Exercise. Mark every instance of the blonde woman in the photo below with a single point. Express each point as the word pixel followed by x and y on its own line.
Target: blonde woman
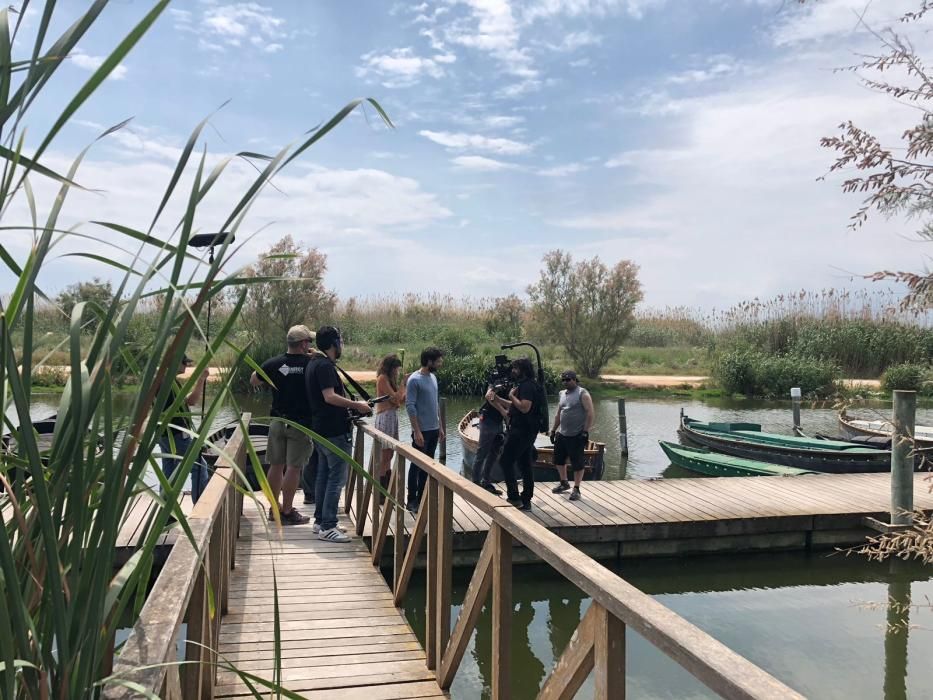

********

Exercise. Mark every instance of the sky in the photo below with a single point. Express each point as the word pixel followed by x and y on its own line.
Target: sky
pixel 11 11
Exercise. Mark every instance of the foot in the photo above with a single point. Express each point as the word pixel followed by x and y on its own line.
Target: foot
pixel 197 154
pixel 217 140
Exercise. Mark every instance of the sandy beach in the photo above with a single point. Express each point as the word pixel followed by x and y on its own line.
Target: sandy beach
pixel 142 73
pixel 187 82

********

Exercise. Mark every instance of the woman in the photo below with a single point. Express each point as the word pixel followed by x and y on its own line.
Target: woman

********

## PROMPT
Pull out every line of the records that contains the string "point". Case counts, so skip lines where it appears only with different capitalization.

## COMPLETE ANSWER
Exercise. Mark every instance of the blonde woman in the photo below with a single point. Express each point as the word pixel followed by x and y on its own line.
Exercise. Mark every instance of the sky in the photo below with a single point. Express each point as the word pixel followed by x and y on its own line.
Exercise. Mark every instance of the foot in the photo above with a single point. Express each point as the word pixel followed by x and y on its own line.
Exercise. Mark every instance of the sandy beach in the photo above with a single point. Express each point as the word pixel followed by x and y on its own line.
Exercise. Mark every instance of the woman in the photo below with a single point. Express each point as the word pixel followed by x and y on its own line.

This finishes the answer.